#### To be done:
Reproduce every one of the following items line for line, without changing anything.

#### Records provided:
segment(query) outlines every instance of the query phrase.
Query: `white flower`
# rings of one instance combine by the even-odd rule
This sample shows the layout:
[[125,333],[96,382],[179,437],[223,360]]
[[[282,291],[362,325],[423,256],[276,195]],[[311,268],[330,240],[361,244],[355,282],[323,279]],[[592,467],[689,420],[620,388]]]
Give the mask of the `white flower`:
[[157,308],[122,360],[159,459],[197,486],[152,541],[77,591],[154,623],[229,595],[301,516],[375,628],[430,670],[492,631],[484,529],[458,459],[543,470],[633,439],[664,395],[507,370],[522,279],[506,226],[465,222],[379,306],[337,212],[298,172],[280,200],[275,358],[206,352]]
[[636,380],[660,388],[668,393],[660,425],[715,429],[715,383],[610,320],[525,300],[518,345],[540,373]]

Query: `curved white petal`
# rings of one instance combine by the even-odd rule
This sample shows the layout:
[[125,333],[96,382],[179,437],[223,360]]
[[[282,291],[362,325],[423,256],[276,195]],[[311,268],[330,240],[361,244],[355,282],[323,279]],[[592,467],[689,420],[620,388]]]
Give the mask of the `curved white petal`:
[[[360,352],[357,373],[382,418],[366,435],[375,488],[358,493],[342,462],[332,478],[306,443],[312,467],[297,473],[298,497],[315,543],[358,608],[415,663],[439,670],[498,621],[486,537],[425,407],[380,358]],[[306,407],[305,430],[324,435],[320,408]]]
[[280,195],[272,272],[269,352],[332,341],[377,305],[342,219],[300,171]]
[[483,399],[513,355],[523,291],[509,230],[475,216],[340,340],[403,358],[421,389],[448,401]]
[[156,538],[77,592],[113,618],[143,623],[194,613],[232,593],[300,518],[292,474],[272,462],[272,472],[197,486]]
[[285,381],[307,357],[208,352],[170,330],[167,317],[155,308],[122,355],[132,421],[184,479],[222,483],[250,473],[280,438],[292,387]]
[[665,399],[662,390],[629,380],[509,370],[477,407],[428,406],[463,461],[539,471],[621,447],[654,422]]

#### Task response:
segment(query) outlines every instance of the query phrase.
Query: `white flower`
# rings of one instance combine by the even-odd rule
This sample shows the layout:
[[125,333],[96,382],[179,437],[223,360]]
[[[282,291],[362,325],[423,256],[276,195]],[[311,268],[330,240],[361,244],[355,282],[323,279]],[[592,467],[689,420],[620,388]]]
Give the mask of the `white flower`:
[[157,308],[122,360],[159,459],[197,486],[152,541],[77,591],[154,623],[229,595],[301,516],[375,628],[430,670],[492,631],[484,529],[458,459],[543,470],[633,439],[664,395],[507,370],[522,279],[506,226],[465,222],[379,306],[337,212],[298,172],[280,200],[275,358],[206,352]]
[[636,380],[660,388],[668,393],[660,425],[715,429],[715,383],[610,320],[525,300],[518,345],[540,373]]

Query: `curved white petal`
# rings of one instance combine by the even-odd rule
This sample shows the layout:
[[125,333],[96,382],[179,437],[223,360]]
[[[282,291],[362,325],[423,256],[276,195]],[[311,268],[330,240],[361,244],[355,282],[323,279]],[[592,467],[689,420],[620,388]]]
Give the mask of the `curved white petal`:
[[[360,352],[357,373],[382,418],[366,435],[375,488],[358,493],[342,462],[332,478],[306,443],[312,467],[297,473],[298,497],[315,543],[358,608],[415,663],[439,670],[498,621],[486,537],[425,407],[380,358]],[[306,407],[305,430],[324,435],[320,408]]]
[[280,195],[272,272],[269,352],[332,341],[377,305],[342,219],[300,171]]
[[483,399],[513,355],[523,291],[509,230],[475,216],[340,340],[403,358],[421,389],[448,401]]
[[156,538],[77,592],[113,618],[143,623],[194,613],[232,593],[300,518],[292,474],[272,462],[272,472],[197,486]]
[[285,381],[307,357],[208,352],[170,330],[167,317],[155,308],[122,355],[132,421],[184,479],[222,483],[250,473],[280,438],[292,387]]
[[665,399],[662,390],[629,380],[509,370],[477,407],[428,406],[463,461],[539,471],[621,447],[654,422]]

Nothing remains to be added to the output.